(Source records)
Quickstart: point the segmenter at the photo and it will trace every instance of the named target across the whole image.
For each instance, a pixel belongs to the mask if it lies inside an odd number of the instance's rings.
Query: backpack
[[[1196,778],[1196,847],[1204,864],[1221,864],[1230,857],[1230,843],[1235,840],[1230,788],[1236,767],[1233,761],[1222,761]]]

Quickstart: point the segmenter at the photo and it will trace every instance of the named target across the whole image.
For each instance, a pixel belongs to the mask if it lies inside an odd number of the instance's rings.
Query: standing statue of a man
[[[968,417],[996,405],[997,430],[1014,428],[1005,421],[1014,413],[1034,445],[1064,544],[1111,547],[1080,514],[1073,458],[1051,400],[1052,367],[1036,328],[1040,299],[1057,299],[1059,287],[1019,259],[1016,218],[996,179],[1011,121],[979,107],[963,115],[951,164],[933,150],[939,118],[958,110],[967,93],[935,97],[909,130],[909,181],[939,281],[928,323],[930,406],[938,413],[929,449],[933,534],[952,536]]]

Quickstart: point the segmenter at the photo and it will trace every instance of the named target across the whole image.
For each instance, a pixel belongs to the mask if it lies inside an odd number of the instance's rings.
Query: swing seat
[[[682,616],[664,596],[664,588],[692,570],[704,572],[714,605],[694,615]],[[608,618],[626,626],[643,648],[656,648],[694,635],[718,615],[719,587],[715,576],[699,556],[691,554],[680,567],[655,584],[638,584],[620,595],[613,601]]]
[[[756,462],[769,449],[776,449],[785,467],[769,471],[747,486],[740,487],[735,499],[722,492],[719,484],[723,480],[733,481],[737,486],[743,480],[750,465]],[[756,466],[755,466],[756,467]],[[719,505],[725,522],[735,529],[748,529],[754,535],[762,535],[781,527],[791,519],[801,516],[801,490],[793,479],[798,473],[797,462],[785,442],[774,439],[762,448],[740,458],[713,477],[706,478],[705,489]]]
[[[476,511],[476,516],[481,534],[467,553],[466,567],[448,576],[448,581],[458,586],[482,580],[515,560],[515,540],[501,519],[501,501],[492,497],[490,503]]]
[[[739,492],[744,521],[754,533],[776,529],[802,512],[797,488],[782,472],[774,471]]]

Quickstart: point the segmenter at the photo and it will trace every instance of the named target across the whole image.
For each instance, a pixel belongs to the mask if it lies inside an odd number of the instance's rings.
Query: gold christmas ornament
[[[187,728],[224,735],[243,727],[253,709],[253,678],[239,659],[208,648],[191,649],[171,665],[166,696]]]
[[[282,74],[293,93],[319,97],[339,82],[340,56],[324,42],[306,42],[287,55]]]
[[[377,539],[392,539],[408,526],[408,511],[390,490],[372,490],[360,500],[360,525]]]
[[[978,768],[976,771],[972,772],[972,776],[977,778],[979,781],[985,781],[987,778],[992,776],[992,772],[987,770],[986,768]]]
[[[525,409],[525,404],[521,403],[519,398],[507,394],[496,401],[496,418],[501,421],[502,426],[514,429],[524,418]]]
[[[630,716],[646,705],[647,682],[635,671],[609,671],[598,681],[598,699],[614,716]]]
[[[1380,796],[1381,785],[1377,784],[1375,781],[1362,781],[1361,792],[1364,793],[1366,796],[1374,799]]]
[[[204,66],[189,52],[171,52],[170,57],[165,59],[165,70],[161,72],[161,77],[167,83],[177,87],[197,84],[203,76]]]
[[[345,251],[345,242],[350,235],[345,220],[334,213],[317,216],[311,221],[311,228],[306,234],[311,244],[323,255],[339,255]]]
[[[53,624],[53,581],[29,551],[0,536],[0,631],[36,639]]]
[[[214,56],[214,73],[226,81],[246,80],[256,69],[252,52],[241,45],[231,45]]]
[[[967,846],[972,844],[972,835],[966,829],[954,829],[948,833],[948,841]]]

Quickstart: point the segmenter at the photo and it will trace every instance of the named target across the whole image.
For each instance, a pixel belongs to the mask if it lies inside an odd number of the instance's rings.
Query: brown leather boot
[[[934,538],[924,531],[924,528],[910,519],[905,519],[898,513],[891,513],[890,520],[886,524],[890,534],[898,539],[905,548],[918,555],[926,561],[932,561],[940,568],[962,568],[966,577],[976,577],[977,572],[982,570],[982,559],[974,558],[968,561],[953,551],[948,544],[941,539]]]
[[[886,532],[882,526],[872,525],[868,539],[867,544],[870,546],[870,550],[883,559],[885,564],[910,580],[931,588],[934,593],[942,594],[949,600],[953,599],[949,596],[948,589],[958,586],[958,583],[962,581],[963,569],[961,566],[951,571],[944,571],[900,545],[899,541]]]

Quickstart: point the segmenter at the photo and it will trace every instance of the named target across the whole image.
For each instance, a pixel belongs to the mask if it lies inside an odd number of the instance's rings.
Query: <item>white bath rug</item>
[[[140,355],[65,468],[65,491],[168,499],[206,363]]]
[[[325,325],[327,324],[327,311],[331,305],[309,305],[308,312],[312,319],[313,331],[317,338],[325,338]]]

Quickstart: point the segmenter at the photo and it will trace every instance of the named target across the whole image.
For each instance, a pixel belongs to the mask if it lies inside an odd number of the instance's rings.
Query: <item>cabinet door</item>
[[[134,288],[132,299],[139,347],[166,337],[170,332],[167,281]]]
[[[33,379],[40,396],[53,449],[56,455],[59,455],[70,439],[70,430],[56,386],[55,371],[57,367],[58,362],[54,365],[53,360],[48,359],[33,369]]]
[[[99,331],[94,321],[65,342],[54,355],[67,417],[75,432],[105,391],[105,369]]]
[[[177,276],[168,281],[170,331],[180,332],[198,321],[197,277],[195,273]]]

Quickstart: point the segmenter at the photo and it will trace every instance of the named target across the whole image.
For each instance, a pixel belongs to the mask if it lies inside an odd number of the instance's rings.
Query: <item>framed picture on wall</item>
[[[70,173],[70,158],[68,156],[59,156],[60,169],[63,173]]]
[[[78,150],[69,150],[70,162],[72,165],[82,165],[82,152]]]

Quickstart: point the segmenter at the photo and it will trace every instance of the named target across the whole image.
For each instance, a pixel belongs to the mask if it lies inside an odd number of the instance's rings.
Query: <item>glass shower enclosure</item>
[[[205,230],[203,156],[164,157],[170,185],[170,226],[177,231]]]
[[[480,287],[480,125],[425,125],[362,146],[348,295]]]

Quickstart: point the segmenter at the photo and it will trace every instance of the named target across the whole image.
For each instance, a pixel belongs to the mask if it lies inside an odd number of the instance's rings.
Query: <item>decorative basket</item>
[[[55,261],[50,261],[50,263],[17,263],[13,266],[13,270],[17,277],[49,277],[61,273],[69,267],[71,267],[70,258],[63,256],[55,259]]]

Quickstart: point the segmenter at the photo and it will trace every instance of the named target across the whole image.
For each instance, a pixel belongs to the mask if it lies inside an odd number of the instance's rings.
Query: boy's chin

# Exercise goal
The entire set of records should be returned exactly.

# Problem solution
Quickstart: point the segmenter at the photo and it will trace every instance of the named target across the whole image.
For each instance, a pixel belongs to the mask if it lies inside an odd number of the instance's rings.
Query: backpack
[[[1196,778],[1196,847],[1204,864],[1221,864],[1230,857],[1230,843],[1235,840],[1230,788],[1236,767],[1233,761],[1222,761]]]

Quickstart: point the segmenter at the photo and it will trace every instance of the named target across the whole image.
For each instance, a pixel belongs to the mask if it lies inside an odd number of the instance's rings.
Query: standing statue of a man
[[[968,417],[996,405],[997,430],[1014,428],[1005,421],[1014,413],[1034,445],[1064,544],[1111,547],[1080,514],[1073,458],[1051,400],[1052,367],[1036,328],[1040,299],[1057,299],[1059,287],[1019,259],[1016,218],[996,179],[1011,121],[979,107],[963,115],[951,164],[933,150],[939,118],[958,110],[967,93],[935,97],[909,130],[909,181],[939,281],[928,323],[930,406],[938,413],[929,449],[933,534],[952,536]]]

Quickstart: point the segmenter at the photo and it will trace every instance of the named target across the whole image.
For each instance, a pixel belongs to the mask if it lies inside an odd number of the instance's rings.
Query: swing seat
[[[682,616],[664,596],[664,588],[692,570],[704,572],[714,605],[694,615]],[[608,618],[626,626],[643,648],[656,648],[694,635],[718,615],[719,587],[715,576],[699,556],[691,554],[680,567],[655,584],[638,584],[620,595],[613,601]]]
[[[756,462],[769,449],[776,449],[785,467],[769,471],[747,486],[740,487],[735,499],[722,492],[719,484],[723,480],[733,481],[737,486],[743,480],[750,465]],[[756,466],[755,466],[756,467]],[[719,505],[725,522],[735,529],[748,529],[754,535],[762,535],[781,527],[791,519],[801,516],[801,490],[793,479],[798,473],[797,462],[785,442],[774,439],[762,448],[740,458],[713,477],[706,478],[705,489]]]
[[[476,511],[476,516],[481,534],[467,553],[466,567],[448,576],[448,581],[458,586],[482,580],[515,560],[515,540],[501,519],[501,501],[492,497],[490,503]]]
[[[739,492],[744,521],[754,533],[776,529],[802,512],[797,488],[782,472],[774,471]]]

Quickstart: point the segmenter at the photo and it will trace every instance of the named target across the whole image.
For each instance, a pixel belongs to the mask if it lies inside an odd number of the instance's rings.
Query: gold christmas ornament
[[[187,728],[224,735],[243,727],[253,709],[253,678],[239,659],[208,648],[191,649],[171,665],[166,696]]]
[[[282,74],[293,93],[319,97],[339,82],[340,56],[324,42],[306,42],[287,55]]]
[[[377,539],[392,539],[408,526],[408,511],[390,490],[372,490],[360,500],[360,525]]]
[[[978,768],[976,771],[972,772],[972,776],[977,778],[979,781],[985,781],[987,778],[992,776],[992,772],[987,770],[986,768]]]
[[[525,409],[525,404],[521,403],[519,398],[507,394],[496,401],[496,418],[501,421],[502,426],[514,429],[524,418]]]
[[[630,716],[646,705],[647,682],[635,671],[609,671],[598,681],[598,699],[614,716]]]
[[[1380,796],[1381,785],[1377,784],[1375,781],[1362,781],[1361,792],[1364,793],[1366,796],[1374,799]]]
[[[204,66],[189,52],[171,52],[170,57],[165,59],[165,70],[161,72],[161,77],[167,83],[177,87],[197,84],[203,76]]]
[[[345,251],[345,242],[350,235],[345,220],[334,213],[317,216],[311,221],[311,228],[306,234],[311,244],[323,255],[339,255]]]
[[[53,624],[53,581],[29,551],[0,536],[0,631],[36,639]]]
[[[214,56],[214,73],[226,81],[246,80],[256,69],[252,52],[241,45],[231,45]]]
[[[967,846],[972,844],[972,835],[966,829],[954,829],[948,833],[948,841]]]

Quickstart: point the segmenter at the photo and it will trace every instance of the named target across the whole image.
For each instance, a pixel belongs to the mask if it lies inside an odd number of the instance's rings.
Query: brown leather boot
[[[934,538],[924,531],[924,528],[910,519],[905,519],[898,513],[891,513],[890,520],[886,524],[890,534],[898,539],[905,548],[918,555],[926,561],[932,561],[940,568],[962,568],[966,577],[976,577],[977,572],[982,570],[982,559],[974,558],[968,561],[953,551],[948,544],[941,539]]]
[[[886,532],[882,526],[872,525],[868,539],[867,544],[870,546],[870,550],[883,559],[885,564],[910,580],[931,588],[934,593],[942,594],[949,600],[953,599],[949,596],[948,589],[958,586],[958,583],[962,581],[963,569],[961,566],[951,571],[944,571],[900,545],[899,541]]]

Quickstart: point the segmenter at the photo and it will trace every instance of the named target across the whole image.
For each instance, a pixel belongs to the mask if it lies inside an odd number of the instance's rings.
Query: <item>white bath rug</item>
[[[140,355],[65,468],[65,491],[168,499],[206,363]]]
[[[325,325],[327,324],[327,311],[331,305],[309,305],[308,312],[312,319],[313,331],[317,338],[325,338]]]

Quickstart: point the segmenter at the photo and it will trace every instance of the named target across the whole image.
For each instance, a pixel belongs to the mask if it lies inside an odd number of the instance's rings.
Query: <item>cabinet door</item>
[[[134,288],[132,299],[139,347],[166,337],[170,332],[167,281]]]
[[[33,379],[40,396],[53,449],[56,455],[59,455],[70,439],[70,430],[56,386],[55,371],[57,367],[58,362],[54,365],[53,360],[48,359],[33,369]]]
[[[99,331],[94,321],[65,342],[54,355],[67,417],[75,432],[105,391],[105,369]]]
[[[177,276],[168,281],[170,331],[180,332],[198,321],[197,277],[195,273]]]

Quickstart: point the segmenter at the photo and it will trace every instance of the named target across the whole image.
For each instance, a pixel belongs to the mask if it lies inside an odd number of the instance's rings.
Query: <item>framed picture on wall</item>
[[[70,173],[70,158],[68,156],[59,156],[60,169],[63,173]]]
[[[78,150],[69,150],[70,162],[72,165],[82,165],[82,152]]]

Quickstart: point the segmenter at the photo and it will trace every instance of the named target across the whole image.
For each instance, a pixel belongs to the mask if it lies inside an odd number of the instance's rings.
Query: <item>glass shower enclosure</item>
[[[205,230],[203,156],[164,157],[170,185],[170,226],[177,231]]]
[[[480,287],[480,125],[425,125],[362,146],[348,295]]]

Quickstart: point the segmenter at the photo and it will trace every instance of the named target across the whole image.
For each instance, a pixel belongs to the mask if it lies inside an odd number of the instance's rings.
Query: <item>decorative basket</item>
[[[55,261],[50,261],[50,263],[17,263],[13,266],[13,270],[17,277],[49,277],[61,273],[69,267],[71,267],[70,258],[63,256],[55,259]]]

Quickstart: point the segmenter at the photo and it will trace every instance of the named target across the whole image.
For each instance, a pixel belongs to the mask if it lies inside an odd number of the instance's rings.
Query: boy's chin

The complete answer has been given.